Exercise aim ▸
Here the answer should be the line with "of the apple" and all the lines after it through the end of the listing, each repeated exactly, and no other text.

[[ Extracted data open ]]

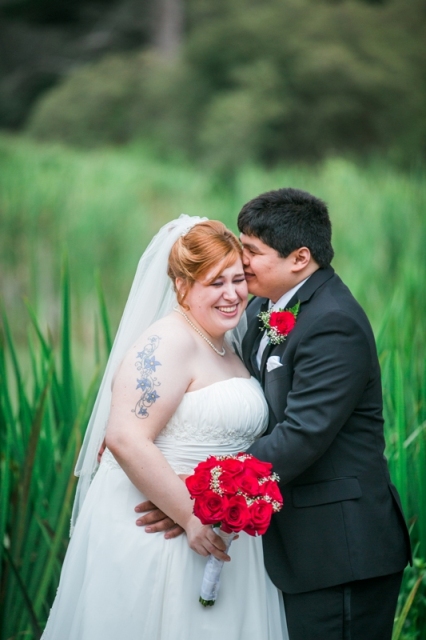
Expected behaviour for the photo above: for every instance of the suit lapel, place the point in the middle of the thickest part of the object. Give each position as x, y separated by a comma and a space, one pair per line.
303, 294
253, 336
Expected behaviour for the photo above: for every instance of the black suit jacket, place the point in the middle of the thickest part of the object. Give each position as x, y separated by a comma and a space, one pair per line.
342, 518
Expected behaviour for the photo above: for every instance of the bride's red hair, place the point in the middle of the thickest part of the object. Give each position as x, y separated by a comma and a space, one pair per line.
194, 255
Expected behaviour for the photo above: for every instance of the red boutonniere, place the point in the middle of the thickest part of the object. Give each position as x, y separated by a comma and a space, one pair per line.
278, 324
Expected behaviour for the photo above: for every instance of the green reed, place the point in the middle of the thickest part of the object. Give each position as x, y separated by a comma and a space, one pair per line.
43, 414
104, 206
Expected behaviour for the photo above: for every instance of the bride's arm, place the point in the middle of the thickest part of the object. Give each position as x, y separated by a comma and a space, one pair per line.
147, 390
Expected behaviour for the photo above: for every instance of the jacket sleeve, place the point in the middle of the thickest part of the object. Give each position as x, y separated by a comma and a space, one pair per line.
332, 366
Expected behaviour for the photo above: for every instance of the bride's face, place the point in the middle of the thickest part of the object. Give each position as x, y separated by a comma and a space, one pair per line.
217, 306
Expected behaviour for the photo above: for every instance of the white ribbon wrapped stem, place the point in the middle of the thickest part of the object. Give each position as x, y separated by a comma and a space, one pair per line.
211, 579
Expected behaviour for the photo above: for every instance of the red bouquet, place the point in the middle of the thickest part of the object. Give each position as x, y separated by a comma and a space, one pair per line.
236, 493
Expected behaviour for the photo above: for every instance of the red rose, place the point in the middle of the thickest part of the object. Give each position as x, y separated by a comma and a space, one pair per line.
198, 483
248, 482
210, 507
260, 517
227, 483
232, 466
282, 321
237, 515
260, 468
271, 489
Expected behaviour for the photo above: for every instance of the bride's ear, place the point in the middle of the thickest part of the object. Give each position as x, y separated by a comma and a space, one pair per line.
181, 289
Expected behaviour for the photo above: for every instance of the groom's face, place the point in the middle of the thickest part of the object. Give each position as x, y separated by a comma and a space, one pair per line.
268, 275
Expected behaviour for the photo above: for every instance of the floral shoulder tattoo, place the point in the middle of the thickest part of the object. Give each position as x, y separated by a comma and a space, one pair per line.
146, 364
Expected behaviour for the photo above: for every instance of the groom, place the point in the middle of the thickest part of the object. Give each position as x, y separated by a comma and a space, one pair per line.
338, 548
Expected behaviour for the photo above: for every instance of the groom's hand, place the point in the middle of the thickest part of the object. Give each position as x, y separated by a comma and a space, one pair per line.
155, 520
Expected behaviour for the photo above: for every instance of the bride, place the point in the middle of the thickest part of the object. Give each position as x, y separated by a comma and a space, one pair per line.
179, 393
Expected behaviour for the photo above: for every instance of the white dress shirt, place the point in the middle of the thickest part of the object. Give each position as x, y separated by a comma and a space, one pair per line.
280, 304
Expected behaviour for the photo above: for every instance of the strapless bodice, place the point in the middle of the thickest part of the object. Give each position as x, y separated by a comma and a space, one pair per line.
223, 418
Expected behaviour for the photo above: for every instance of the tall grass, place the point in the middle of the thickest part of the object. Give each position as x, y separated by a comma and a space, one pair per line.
43, 414
104, 206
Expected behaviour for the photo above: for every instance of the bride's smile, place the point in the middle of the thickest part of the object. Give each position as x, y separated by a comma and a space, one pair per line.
217, 302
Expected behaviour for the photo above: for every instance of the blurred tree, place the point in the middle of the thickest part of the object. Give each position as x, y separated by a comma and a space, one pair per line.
168, 30
300, 80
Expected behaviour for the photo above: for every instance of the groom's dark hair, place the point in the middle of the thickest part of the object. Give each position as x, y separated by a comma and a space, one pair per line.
287, 219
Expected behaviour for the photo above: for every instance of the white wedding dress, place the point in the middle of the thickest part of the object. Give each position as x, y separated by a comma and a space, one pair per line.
120, 583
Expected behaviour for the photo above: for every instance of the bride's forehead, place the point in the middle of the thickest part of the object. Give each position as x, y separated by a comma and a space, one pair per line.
222, 269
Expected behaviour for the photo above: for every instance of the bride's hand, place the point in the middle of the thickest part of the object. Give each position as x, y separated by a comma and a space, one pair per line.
203, 540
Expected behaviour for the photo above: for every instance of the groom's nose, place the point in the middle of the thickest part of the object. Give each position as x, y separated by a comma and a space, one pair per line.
246, 258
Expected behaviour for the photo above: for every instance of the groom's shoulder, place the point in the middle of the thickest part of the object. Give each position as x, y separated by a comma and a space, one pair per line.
336, 297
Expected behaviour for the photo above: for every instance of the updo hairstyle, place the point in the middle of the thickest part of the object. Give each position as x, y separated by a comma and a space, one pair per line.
206, 245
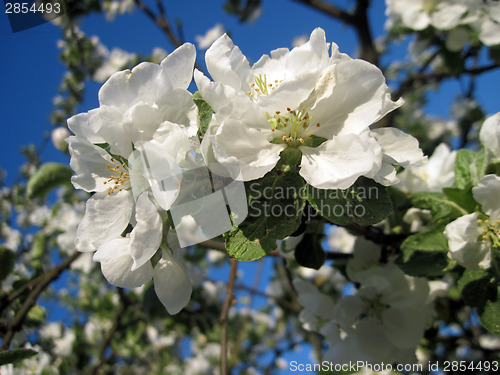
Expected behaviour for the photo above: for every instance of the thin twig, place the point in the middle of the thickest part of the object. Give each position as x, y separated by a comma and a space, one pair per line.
162, 22
328, 9
223, 315
15, 324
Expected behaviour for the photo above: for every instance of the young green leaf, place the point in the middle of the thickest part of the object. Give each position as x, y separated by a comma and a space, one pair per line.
364, 203
424, 254
275, 209
49, 176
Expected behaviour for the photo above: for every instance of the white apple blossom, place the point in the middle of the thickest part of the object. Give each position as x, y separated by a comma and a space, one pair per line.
58, 136
434, 175
114, 7
484, 16
340, 240
148, 108
471, 239
465, 248
420, 14
205, 41
489, 135
305, 102
382, 322
114, 61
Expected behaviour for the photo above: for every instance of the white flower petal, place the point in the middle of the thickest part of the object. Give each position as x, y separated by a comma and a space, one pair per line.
87, 125
89, 163
462, 235
116, 264
146, 236
336, 163
400, 147
490, 32
227, 64
245, 152
447, 16
177, 69
352, 95
123, 88
172, 284
490, 134
106, 217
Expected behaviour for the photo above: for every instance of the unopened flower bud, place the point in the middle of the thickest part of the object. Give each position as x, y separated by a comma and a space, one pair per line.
58, 138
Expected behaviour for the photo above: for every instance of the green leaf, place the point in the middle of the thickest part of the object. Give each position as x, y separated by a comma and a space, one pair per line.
470, 166
204, 113
275, 209
15, 355
49, 176
424, 254
462, 197
364, 203
7, 258
439, 205
474, 286
490, 318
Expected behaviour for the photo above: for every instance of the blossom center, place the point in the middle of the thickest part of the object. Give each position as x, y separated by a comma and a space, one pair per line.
293, 127
490, 231
261, 86
119, 177
429, 6
374, 307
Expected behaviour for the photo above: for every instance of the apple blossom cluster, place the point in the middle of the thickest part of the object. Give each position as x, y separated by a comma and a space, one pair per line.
457, 17
474, 236
383, 320
311, 107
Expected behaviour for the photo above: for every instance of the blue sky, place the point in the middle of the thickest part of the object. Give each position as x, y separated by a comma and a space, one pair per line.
31, 71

[[ Extracted data closed ]]

Answer to this exercise ▸
Expected behaviour for the photo above: for every instance of the apple blossom cluster, place the point in the middle of the thickest part of the object. Give each position as x, y separated by a comma and a space, one pair per line.
457, 17
474, 236
383, 320
311, 107
Expected behaviour for the photo above: for every instance of the blue sky, place the point in the middle of the thickest part of the object. Give each position as x, y separated by a comma and a space, one pair per line.
31, 71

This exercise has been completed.